EXERCISE INSTRUCTIONS >> Write out the lines below exactly as they appear, from the first line to the last, and leave out any pictures.

— Start of SUPPLIED INFORMATION —

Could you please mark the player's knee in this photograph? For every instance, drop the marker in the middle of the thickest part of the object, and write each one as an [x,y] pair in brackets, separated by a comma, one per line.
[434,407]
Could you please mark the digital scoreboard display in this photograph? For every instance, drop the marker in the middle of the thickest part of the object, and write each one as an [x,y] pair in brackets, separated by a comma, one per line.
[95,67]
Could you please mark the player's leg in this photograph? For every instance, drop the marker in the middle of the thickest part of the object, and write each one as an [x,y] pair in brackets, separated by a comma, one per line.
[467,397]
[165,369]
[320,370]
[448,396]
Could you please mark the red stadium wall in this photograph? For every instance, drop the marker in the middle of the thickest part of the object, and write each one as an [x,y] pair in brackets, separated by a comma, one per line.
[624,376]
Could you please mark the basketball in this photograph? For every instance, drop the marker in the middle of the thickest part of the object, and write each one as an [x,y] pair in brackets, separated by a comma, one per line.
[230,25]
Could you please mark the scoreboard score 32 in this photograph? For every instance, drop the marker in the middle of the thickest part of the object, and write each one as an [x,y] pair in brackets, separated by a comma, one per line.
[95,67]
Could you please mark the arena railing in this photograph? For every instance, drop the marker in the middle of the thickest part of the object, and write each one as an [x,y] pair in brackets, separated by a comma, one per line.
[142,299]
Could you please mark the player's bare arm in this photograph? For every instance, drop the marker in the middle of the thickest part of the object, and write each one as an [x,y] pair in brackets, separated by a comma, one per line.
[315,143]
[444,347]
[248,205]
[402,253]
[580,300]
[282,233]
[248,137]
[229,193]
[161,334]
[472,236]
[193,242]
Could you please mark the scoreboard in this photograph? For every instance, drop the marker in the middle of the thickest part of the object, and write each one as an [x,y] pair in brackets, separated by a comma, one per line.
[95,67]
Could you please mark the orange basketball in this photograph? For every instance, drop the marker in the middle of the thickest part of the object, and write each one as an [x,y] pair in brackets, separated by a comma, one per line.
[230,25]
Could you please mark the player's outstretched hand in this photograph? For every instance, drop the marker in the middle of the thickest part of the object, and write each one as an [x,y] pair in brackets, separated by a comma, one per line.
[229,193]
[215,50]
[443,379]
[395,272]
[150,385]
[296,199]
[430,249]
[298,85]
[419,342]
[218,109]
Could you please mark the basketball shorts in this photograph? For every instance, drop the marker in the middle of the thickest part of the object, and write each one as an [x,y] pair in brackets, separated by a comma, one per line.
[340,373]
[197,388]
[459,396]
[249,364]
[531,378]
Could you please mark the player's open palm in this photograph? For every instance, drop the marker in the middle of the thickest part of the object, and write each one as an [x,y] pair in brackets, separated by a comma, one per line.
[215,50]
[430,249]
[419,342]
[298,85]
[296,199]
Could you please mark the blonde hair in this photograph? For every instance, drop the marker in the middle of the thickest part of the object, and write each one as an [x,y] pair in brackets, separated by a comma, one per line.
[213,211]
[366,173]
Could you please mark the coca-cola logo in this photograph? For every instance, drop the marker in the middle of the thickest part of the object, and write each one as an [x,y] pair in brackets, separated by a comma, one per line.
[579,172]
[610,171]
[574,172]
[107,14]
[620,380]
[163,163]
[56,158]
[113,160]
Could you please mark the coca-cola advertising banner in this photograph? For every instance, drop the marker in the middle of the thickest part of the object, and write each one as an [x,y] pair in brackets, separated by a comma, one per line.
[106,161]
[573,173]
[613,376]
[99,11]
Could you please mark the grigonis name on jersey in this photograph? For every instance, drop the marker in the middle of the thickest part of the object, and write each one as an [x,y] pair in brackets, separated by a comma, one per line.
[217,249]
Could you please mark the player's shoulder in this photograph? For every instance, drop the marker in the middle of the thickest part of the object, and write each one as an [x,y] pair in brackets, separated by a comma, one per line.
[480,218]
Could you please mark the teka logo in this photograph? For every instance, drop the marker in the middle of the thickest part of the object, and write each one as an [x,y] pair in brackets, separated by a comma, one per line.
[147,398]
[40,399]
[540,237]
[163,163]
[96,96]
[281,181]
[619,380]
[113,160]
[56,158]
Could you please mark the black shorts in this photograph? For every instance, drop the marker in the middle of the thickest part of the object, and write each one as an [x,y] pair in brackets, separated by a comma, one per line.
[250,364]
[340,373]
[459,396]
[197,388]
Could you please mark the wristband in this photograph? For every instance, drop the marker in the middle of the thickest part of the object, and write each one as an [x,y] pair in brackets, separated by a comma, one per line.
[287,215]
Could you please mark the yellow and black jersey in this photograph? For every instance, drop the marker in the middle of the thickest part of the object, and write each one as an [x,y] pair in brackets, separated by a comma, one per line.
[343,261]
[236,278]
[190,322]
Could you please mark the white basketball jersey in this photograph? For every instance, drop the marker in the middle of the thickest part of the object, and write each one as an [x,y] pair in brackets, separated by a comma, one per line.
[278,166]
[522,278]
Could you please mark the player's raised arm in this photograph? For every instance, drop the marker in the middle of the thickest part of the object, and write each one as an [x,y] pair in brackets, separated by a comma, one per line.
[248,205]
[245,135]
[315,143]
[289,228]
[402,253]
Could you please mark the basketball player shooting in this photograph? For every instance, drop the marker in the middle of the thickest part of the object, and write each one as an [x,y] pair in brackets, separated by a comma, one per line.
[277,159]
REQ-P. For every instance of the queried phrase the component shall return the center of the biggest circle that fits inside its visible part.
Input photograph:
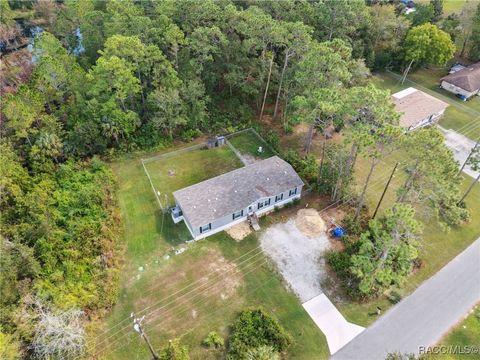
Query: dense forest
(83, 81)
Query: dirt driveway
(297, 256)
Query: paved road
(423, 317)
(336, 329)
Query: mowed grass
(248, 143)
(465, 334)
(460, 116)
(201, 290)
(178, 171)
(449, 6)
(438, 245)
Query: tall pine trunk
(277, 101)
(469, 189)
(361, 199)
(267, 86)
(407, 70)
(408, 184)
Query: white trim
(260, 212)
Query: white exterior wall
(456, 90)
(227, 221)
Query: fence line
(151, 184)
(174, 153)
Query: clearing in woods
(200, 290)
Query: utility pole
(137, 326)
(385, 190)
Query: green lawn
(200, 290)
(176, 172)
(248, 143)
(466, 333)
(438, 246)
(460, 116)
(449, 6)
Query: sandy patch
(297, 257)
(239, 231)
(309, 222)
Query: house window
(263, 203)
(205, 228)
(237, 214)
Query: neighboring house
(465, 82)
(418, 109)
(456, 67)
(220, 202)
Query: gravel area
(297, 257)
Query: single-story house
(465, 82)
(417, 108)
(225, 200)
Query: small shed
(216, 142)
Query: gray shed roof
(214, 198)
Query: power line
(346, 198)
(374, 183)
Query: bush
(340, 263)
(190, 134)
(262, 353)
(306, 167)
(214, 340)
(394, 297)
(253, 329)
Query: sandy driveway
(297, 257)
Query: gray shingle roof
(225, 194)
(415, 105)
(467, 79)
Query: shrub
(191, 134)
(340, 263)
(262, 353)
(253, 329)
(214, 340)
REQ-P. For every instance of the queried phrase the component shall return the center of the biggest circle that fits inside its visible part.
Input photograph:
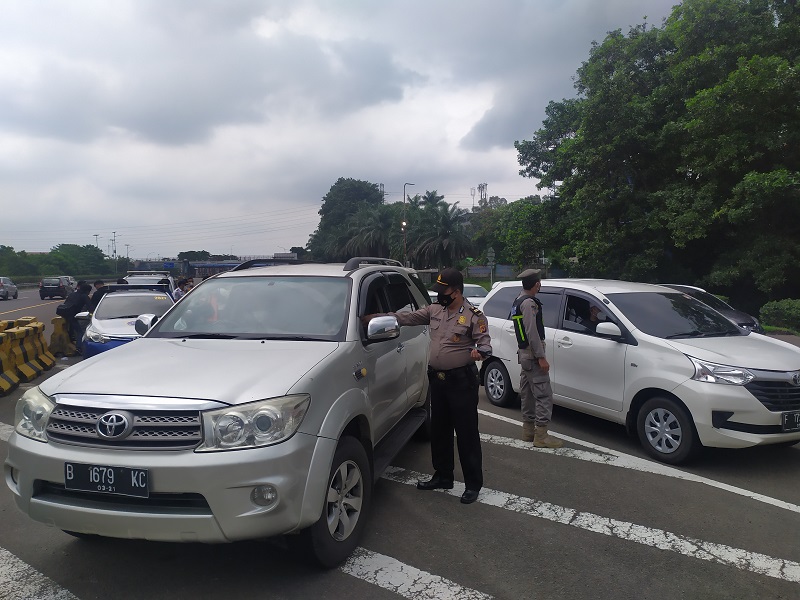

— End of SUPPLIED INFORMATION —

FINISHED TASK >>
Could you please mark the player's knee in this photograph? For every instance, drop the marker in the middle of the thickest part of the object, and write each one as an [x,y] pair in brackets, separated by a comma, one per line.
[434,407]
Could you please mark the digital scoreboard display in this photograph? For every instance, drop the marker in the middle of the thickest part of the object, and write each one as an [x,y] pair in brackets, separated by a comma, one per line.
[95,67]
Could you please mark the player's leg in this photograph? For every instance, drop the marker in the middle of the thickest part of the object, and write each one as an [x,y] pair in brackets, separated by a comma, one per line.
[467,397]
[165,369]
[320,370]
[448,396]
Could you please mark the red stadium wall in this photograph? For every instance, drop the marker in the middle of the thickest part of the object, and write each one as an [x,y] pair in brackets, separated by a comma, one per line.
[624,376]
Could you please mark the basketball in this photograph? For every instance, drop the marker in the middle of the thickest part of the object, and write each one as an [x,y] pair in brackets, separated by a comma, one per line.
[230,25]
Could you please mark the scoreboard score 32 in this photograph? For every instance, drop the marker in the middle of the thickest part of the object, and write each one as an [x,y] pair in brackets, separated by a comma, one per line.
[95,67]
Could you please mark the arena railing in this photograph? For every instance, drop the marker in the middle of the thickest part of the object, and write each one as an [x,y] pair in brackets, separated by a comma, one per line.
[142,299]
Could you please mark the player's bare arm in this photograph? For every instance, drop the marker in the middle of the thickest part of the object, and write each one as an [x,y] pair in brackets, separated by a comma, one per line.
[315,143]
[444,347]
[248,205]
[402,253]
[580,300]
[282,233]
[248,137]
[229,193]
[161,334]
[472,236]
[193,242]
Could you please mark the scoreboard in this photograph? For every instance, drop the marker in the middle of the thickest part of the object, and write each one as an [x,y] pair in brackets, separated by a comma, one per line.
[95,67]
Could you please mark the orange basketball in this photograph? For every instance, drop the marker in the middle of the thickest part of the object, and write each one as an [x,y] pair in brackets, separated by a comma, one per line.
[230,25]
Could you please mark the player's outstretched hand in this photograph? For every instance, drop the marker in the middle of the thickest part of the object, and write each one as an [x,y] pair in brackets, separated by a comma, one per line.
[229,193]
[215,50]
[443,379]
[395,272]
[150,385]
[296,199]
[430,249]
[298,85]
[419,342]
[218,109]
Could you please mark the basketball shorts in this photograph? For every instance, drop the marker in the middle of the thickest part of the object, and write each one as an [x,y] pair in brackets, separated by a comma, one per line.
[340,373]
[197,388]
[459,396]
[249,364]
[531,378]
Could you please mark the player's open palm in this photograph? For every instance, drop the marker in the middle of the thickest part of the object, and write each one as an [x,y] pair in brackets, separated by a comma, one per line.
[215,50]
[430,249]
[419,342]
[298,85]
[296,199]
Could you please mark the blonde hair in this photograph? For every instance, drop the marker in the middle of the thickest part of the object, and write each one as an [x,y] pair in brackets, separated by a comma, one per line.
[213,211]
[366,173]
Could you please mark the coca-cola logo in this photograph? For every instance, drop the marker in the middle of the thickest part of the object, and write each one as an [x,y] pair in brackets, separated by a comma, one per line.
[579,172]
[610,171]
[574,172]
[107,14]
[620,380]
[163,163]
[56,158]
[113,160]
Could you please mark the coca-cola advertising banner in this photograph? For every instance, drop the marker in the middle of the thickest part of the object, and write each one as an [x,y] pair in brackets, separated by a comma, one per line.
[106,161]
[573,173]
[613,376]
[99,11]
Could you please mark the grigonis name on jersey in this photograph? For every instance, drop the marker in the middle of the thickest part of the object, and write each one as an [x,y] pair in brackets, separated by a comma, one per line.
[217,249]
Could you please mark the player's shoulder in this photograph? For every instance, drop the marker in the middle of the thickest part of the object, and write each one as an [x,y] pair in brackets, separated by a comma, one per line.
[480,218]
Could you please mark the teka logo in this photograph? For every instance, drop the marker in the middle of the thickest part of the object, and write each one as an [x,y] pair in brackets, separated by a comma, one per line.
[147,398]
[40,399]
[540,237]
[163,163]
[96,96]
[281,181]
[619,380]
[113,160]
[56,158]
Could you please mark the black shorts in this photograph? For every instance, drop the marker in the middle of the thickest part of the object, and write each one as an [x,y] pair in brackets, separated by a comma, one per line.
[250,364]
[340,373]
[459,396]
[197,388]
Could you please mark the wristband in this photograph? For every instance, drop the marker in the middle of the thickest part of the object, and write each one as an [x,y] pair in brackets, separated by a comma, one per line.
[287,215]
Could you please mark the yellow and black jersey in this photograph? For every instance, drop the marker in the middle of the thickest part of the object, and write each one as an [x,y] pair in brackets, separated by a comma, one per line.
[343,261]
[236,278]
[190,322]
Could you please mark the white basketball jersey in this photograph? For every instance, drop the marker in the middle of the thickest part of the object, and write each one as an [x,y] pair in brackets, separated by a comma, one per line.
[278,166]
[522,278]
Could you please mark the player's raised arm in this photograph? For every instance, drop the marker in the middle of the thickest part of the object, and write each one as an [x,y] pair in brackets, separated by a comma, one per line.
[248,205]
[245,135]
[315,143]
[289,228]
[402,253]
Could you please mark the basketball player shooting in this photograph? For every instance, drop the marker in the middle of the thickest part of the object, and write each one as an [x,y] pair in brackets, separated by a comma, one per line.
[277,159]
REQ-P. For every instance of the queried phrase the component shall return the center of the biggest circle that fits inside its visible part.
Input photograph:
Query: dense forest
(83, 81)
Query: dirt driveway
(297, 256)
Query: paved road
(423, 317)
(336, 329)
Query: mowed grass
(248, 143)
(465, 334)
(460, 116)
(201, 290)
(178, 171)
(449, 6)
(438, 245)
Query: tall pine trunk
(277, 101)
(469, 189)
(361, 199)
(267, 86)
(407, 70)
(408, 184)
Query: white trim
(260, 212)
Query: white exterior wall
(456, 90)
(227, 221)
Query: fence line
(151, 184)
(174, 153)
Query: clearing in woods
(200, 290)
Query: utility pole
(137, 326)
(385, 190)
Query: green lawn
(200, 290)
(176, 172)
(248, 143)
(466, 333)
(438, 246)
(460, 116)
(449, 6)
Query: sandy patch
(297, 257)
(239, 231)
(309, 222)
Query: house window
(263, 203)
(205, 228)
(237, 214)
Query: neighboring house
(465, 82)
(418, 109)
(456, 67)
(220, 202)
Query: gravel area
(297, 257)
Query: single-story house
(465, 82)
(417, 108)
(225, 200)
Query: small shed
(216, 142)
Query: gray shed roof
(214, 198)
Query: power line
(346, 198)
(374, 183)
Query: bush
(340, 263)
(190, 134)
(262, 353)
(306, 167)
(214, 340)
(394, 297)
(253, 329)
Query: sandy driveway
(297, 257)
Query: gray shingle roof
(225, 194)
(415, 105)
(467, 79)
Query: shrub
(191, 134)
(340, 263)
(262, 353)
(253, 329)
(214, 340)
REQ-P. For every instance of the queried phrase the component shall return the center of the biggest circle that fits inside its visible part.
Input photograph:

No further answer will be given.